Rows from a pointing dataset:
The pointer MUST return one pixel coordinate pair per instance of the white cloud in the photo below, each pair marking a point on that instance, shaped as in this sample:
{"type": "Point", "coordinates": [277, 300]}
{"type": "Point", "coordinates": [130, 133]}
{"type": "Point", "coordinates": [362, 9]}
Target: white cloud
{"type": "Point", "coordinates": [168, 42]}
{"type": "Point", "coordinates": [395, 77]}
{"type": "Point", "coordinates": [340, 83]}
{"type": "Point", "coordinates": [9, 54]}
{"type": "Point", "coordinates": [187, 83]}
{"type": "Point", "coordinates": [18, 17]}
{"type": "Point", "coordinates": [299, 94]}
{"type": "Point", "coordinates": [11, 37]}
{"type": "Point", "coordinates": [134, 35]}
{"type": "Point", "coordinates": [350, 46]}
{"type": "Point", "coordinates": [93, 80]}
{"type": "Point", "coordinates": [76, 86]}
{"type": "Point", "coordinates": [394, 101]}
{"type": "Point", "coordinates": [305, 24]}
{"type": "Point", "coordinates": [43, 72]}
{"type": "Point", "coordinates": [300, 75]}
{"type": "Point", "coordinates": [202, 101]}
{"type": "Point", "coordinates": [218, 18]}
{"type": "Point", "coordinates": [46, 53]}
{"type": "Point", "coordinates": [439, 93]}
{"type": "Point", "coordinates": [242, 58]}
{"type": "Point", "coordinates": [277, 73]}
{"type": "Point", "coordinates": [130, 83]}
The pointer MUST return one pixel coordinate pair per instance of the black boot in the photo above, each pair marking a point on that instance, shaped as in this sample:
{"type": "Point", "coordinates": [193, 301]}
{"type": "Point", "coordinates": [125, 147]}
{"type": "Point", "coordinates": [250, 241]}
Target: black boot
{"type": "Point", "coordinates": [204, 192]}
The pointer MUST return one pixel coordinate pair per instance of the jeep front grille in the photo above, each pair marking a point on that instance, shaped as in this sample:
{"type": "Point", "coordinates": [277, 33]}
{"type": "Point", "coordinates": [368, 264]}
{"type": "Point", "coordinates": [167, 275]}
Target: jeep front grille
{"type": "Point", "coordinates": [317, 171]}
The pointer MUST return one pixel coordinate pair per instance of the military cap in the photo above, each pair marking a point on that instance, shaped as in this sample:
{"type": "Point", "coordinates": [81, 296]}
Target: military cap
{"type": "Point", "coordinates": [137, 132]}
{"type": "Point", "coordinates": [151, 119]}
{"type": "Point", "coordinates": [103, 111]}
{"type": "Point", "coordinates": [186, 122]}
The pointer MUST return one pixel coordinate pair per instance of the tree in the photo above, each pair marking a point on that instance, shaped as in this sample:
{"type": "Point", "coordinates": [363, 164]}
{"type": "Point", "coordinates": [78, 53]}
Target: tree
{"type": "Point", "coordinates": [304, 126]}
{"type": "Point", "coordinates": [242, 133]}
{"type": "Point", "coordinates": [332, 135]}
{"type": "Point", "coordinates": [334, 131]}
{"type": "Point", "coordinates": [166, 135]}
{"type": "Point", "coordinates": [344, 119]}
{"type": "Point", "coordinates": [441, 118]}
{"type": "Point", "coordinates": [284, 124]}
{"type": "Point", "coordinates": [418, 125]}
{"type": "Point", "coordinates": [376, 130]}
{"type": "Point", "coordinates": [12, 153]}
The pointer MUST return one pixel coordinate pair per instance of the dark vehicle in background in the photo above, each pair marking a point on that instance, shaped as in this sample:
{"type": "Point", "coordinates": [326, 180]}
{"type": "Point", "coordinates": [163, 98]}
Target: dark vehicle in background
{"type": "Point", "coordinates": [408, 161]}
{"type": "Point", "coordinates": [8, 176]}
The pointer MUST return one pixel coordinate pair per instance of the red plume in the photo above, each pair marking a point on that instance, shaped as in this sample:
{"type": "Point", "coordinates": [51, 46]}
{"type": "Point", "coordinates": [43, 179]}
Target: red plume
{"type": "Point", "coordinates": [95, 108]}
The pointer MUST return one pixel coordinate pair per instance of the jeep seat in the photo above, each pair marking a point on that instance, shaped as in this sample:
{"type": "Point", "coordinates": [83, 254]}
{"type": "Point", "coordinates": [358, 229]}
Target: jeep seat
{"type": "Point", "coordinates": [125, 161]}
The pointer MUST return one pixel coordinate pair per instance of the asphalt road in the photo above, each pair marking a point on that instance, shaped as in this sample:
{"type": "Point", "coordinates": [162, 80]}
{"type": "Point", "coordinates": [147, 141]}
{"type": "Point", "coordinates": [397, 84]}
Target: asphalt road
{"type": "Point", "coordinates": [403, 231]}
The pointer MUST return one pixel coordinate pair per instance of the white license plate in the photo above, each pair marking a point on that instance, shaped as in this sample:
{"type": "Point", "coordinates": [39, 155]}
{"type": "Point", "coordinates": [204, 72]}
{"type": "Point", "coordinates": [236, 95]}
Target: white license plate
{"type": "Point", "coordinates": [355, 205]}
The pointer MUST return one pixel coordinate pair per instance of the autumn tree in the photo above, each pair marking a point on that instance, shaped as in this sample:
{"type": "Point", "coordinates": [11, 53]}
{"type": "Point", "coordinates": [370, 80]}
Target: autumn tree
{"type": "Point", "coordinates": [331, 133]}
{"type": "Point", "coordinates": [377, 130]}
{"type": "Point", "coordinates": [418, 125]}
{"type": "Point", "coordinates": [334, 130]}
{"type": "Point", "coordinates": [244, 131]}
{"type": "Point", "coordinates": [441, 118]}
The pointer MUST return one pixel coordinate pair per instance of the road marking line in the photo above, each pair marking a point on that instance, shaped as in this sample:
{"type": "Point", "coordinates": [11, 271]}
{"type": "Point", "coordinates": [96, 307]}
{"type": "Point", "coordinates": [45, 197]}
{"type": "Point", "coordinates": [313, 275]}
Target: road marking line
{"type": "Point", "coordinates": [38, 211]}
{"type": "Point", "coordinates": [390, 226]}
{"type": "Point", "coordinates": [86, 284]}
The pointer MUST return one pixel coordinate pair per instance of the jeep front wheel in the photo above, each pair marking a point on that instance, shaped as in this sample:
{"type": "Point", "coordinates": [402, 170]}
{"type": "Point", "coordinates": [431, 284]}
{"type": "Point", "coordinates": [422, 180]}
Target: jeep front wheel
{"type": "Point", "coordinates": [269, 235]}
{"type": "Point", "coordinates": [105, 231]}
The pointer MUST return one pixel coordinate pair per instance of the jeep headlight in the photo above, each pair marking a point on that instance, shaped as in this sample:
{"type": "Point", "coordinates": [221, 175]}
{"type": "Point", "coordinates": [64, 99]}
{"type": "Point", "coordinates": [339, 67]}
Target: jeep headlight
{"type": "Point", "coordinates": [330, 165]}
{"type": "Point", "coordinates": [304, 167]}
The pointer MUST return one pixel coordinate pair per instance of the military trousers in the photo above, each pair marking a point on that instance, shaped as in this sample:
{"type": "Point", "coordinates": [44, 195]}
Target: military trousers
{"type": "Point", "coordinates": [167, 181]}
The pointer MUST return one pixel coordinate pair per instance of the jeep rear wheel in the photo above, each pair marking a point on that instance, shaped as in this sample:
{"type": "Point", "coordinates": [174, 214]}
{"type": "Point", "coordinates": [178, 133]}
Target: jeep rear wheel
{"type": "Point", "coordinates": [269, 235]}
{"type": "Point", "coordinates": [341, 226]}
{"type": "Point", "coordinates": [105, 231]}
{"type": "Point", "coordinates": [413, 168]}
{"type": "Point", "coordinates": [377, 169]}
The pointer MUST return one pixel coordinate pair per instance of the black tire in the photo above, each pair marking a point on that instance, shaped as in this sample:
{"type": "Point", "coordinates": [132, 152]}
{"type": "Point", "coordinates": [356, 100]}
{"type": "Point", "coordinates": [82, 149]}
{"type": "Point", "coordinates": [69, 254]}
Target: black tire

- _Problem to solve_
Give back every row above word for word, with nothing changed.

- _Full response_
The pointer MUST return one pixel coordinate pair per instance of the white cloud in the photo below, each pair marking a point on that instance, shaped as in this sample:
{"type": "Point", "coordinates": [277, 300]}
{"type": "Point", "coordinates": [130, 133]}
{"type": "Point", "coordinates": [362, 9]}
Target: white cloud
{"type": "Point", "coordinates": [168, 42]}
{"type": "Point", "coordinates": [395, 77]}
{"type": "Point", "coordinates": [340, 83]}
{"type": "Point", "coordinates": [9, 54]}
{"type": "Point", "coordinates": [187, 83]}
{"type": "Point", "coordinates": [18, 17]}
{"type": "Point", "coordinates": [299, 94]}
{"type": "Point", "coordinates": [11, 37]}
{"type": "Point", "coordinates": [134, 35]}
{"type": "Point", "coordinates": [350, 46]}
{"type": "Point", "coordinates": [93, 80]}
{"type": "Point", "coordinates": [76, 86]}
{"type": "Point", "coordinates": [394, 101]}
{"type": "Point", "coordinates": [305, 24]}
{"type": "Point", "coordinates": [43, 72]}
{"type": "Point", "coordinates": [300, 75]}
{"type": "Point", "coordinates": [202, 101]}
{"type": "Point", "coordinates": [218, 18]}
{"type": "Point", "coordinates": [46, 53]}
{"type": "Point", "coordinates": [439, 93]}
{"type": "Point", "coordinates": [242, 58]}
{"type": "Point", "coordinates": [277, 73]}
{"type": "Point", "coordinates": [130, 83]}
The pointer MUST return one pixel coordinate pair per instance of the black boot in the photo above, each pair marking a point on that instance, shaped as in this sample:
{"type": "Point", "coordinates": [193, 301]}
{"type": "Point", "coordinates": [125, 147]}
{"type": "Point", "coordinates": [250, 241]}
Target: black boot
{"type": "Point", "coordinates": [204, 192]}
The pointer MUST return one pixel coordinate pair per instance of the jeep front grille in the photo above, each pair marking a point on that instance, shaped as in this sample:
{"type": "Point", "coordinates": [277, 33]}
{"type": "Point", "coordinates": [368, 264]}
{"type": "Point", "coordinates": [167, 275]}
Target: jeep front grille
{"type": "Point", "coordinates": [317, 171]}
The pointer MUST return one pixel coordinate pair per instance of the military cap in the photo above, each pair marking a point on that instance, shaped as in this sample:
{"type": "Point", "coordinates": [81, 296]}
Target: military cap
{"type": "Point", "coordinates": [137, 132]}
{"type": "Point", "coordinates": [151, 119]}
{"type": "Point", "coordinates": [103, 111]}
{"type": "Point", "coordinates": [186, 122]}
The pointer MUST return one pixel coordinate pair per instance of the tree in the photo above, each pair marking a point on that instance, shaped as in this sample:
{"type": "Point", "coordinates": [363, 164]}
{"type": "Point", "coordinates": [78, 53]}
Target: tree
{"type": "Point", "coordinates": [304, 126]}
{"type": "Point", "coordinates": [242, 133]}
{"type": "Point", "coordinates": [332, 135]}
{"type": "Point", "coordinates": [334, 131]}
{"type": "Point", "coordinates": [166, 135]}
{"type": "Point", "coordinates": [344, 119]}
{"type": "Point", "coordinates": [441, 118]}
{"type": "Point", "coordinates": [284, 124]}
{"type": "Point", "coordinates": [418, 125]}
{"type": "Point", "coordinates": [376, 130]}
{"type": "Point", "coordinates": [12, 153]}
The pointer MUST return one pixel coordinate pair per instance of the dark vehicle in background in the photo above, each pair marking a point on that instance, shaped as in this sample:
{"type": "Point", "coordinates": [326, 180]}
{"type": "Point", "coordinates": [163, 98]}
Target: dark vehicle in background
{"type": "Point", "coordinates": [408, 161]}
{"type": "Point", "coordinates": [8, 176]}
The pointer MUST return one pixel coordinate pair per instance of the red plume in the photo above, each pair marking a point on that instance, shaped as in this sample:
{"type": "Point", "coordinates": [51, 46]}
{"type": "Point", "coordinates": [43, 179]}
Target: red plume
{"type": "Point", "coordinates": [95, 108]}
The pointer MUST return one pixel coordinate pair per instance of the jeep seat in the photo above, each pair marking a point on that instance, shaped as in this sample:
{"type": "Point", "coordinates": [83, 254]}
{"type": "Point", "coordinates": [358, 229]}
Target: jeep seat
{"type": "Point", "coordinates": [125, 161]}
The pointer MUST return one pixel coordinate pair per instance of the asphalt road in the photo above, each pair marking a point on that instance, shaped as in this sample:
{"type": "Point", "coordinates": [162, 80]}
{"type": "Point", "coordinates": [147, 141]}
{"type": "Point", "coordinates": [397, 84]}
Target: asphalt road
{"type": "Point", "coordinates": [403, 231]}
The pointer MUST return one pixel coordinate pair per instance of the white license plate in the photo above, each pair marking a point on that instance, shaped as in this sample:
{"type": "Point", "coordinates": [39, 155]}
{"type": "Point", "coordinates": [204, 72]}
{"type": "Point", "coordinates": [236, 95]}
Target: white license plate
{"type": "Point", "coordinates": [355, 205]}
The pointer MUST return one pixel coordinate pair per instance of the autumn tree in the photo above, each pair marking a point on that instance, shaped as in this sample:
{"type": "Point", "coordinates": [11, 53]}
{"type": "Point", "coordinates": [370, 80]}
Target: autumn tree
{"type": "Point", "coordinates": [331, 133]}
{"type": "Point", "coordinates": [377, 130]}
{"type": "Point", "coordinates": [418, 125]}
{"type": "Point", "coordinates": [334, 130]}
{"type": "Point", "coordinates": [244, 131]}
{"type": "Point", "coordinates": [441, 118]}
The pointer MUST return one pixel coordinate pair per instance of the road marking line in the photo above, each pair marking a point on that instance, shaped as in this sample:
{"type": "Point", "coordinates": [11, 271]}
{"type": "Point", "coordinates": [96, 307]}
{"type": "Point", "coordinates": [45, 197]}
{"type": "Point", "coordinates": [313, 275]}
Target: road marking line
{"type": "Point", "coordinates": [38, 211]}
{"type": "Point", "coordinates": [390, 226]}
{"type": "Point", "coordinates": [86, 284]}
The pointer MUST return one pixel coordinate pair per instance of the jeep front wheel in the photo above, each pair marking a point on that instance, shaped as in this sample:
{"type": "Point", "coordinates": [402, 170]}
{"type": "Point", "coordinates": [431, 284]}
{"type": "Point", "coordinates": [422, 180]}
Target: jeep front wheel
{"type": "Point", "coordinates": [269, 235]}
{"type": "Point", "coordinates": [105, 231]}
The pointer MUST return one pixel coordinate pair per instance of the jeep headlight in the photo above, each pair marking a point on that instance, shaped as in this sample:
{"type": "Point", "coordinates": [221, 175]}
{"type": "Point", "coordinates": [64, 99]}
{"type": "Point", "coordinates": [339, 67]}
Target: jeep headlight
{"type": "Point", "coordinates": [330, 165]}
{"type": "Point", "coordinates": [304, 167]}
The pointer MUST return one pixel coordinate pair per instance of the military trousers in the photo above, each pair marking a point on that instance, shaped as in this sample:
{"type": "Point", "coordinates": [44, 195]}
Target: military trousers
{"type": "Point", "coordinates": [167, 181]}
The pointer MUST return one pixel coordinate pair per instance of the jeep rear wheel in the photo above, each pair marking a point on that instance, shaped as in this sample:
{"type": "Point", "coordinates": [174, 214]}
{"type": "Point", "coordinates": [178, 133]}
Target: jeep rear wheel
{"type": "Point", "coordinates": [269, 235]}
{"type": "Point", "coordinates": [341, 226]}
{"type": "Point", "coordinates": [105, 231]}
{"type": "Point", "coordinates": [413, 168]}
{"type": "Point", "coordinates": [377, 169]}
The pointer MUST return one pixel coordinate pair per instance of the black tire in the photo above, each pair marking a point on that instance, shaped as in this sample:
{"type": "Point", "coordinates": [132, 152]}
{"type": "Point", "coordinates": [356, 100]}
{"type": "Point", "coordinates": [82, 149]}
{"type": "Point", "coordinates": [69, 254]}
Target: black tire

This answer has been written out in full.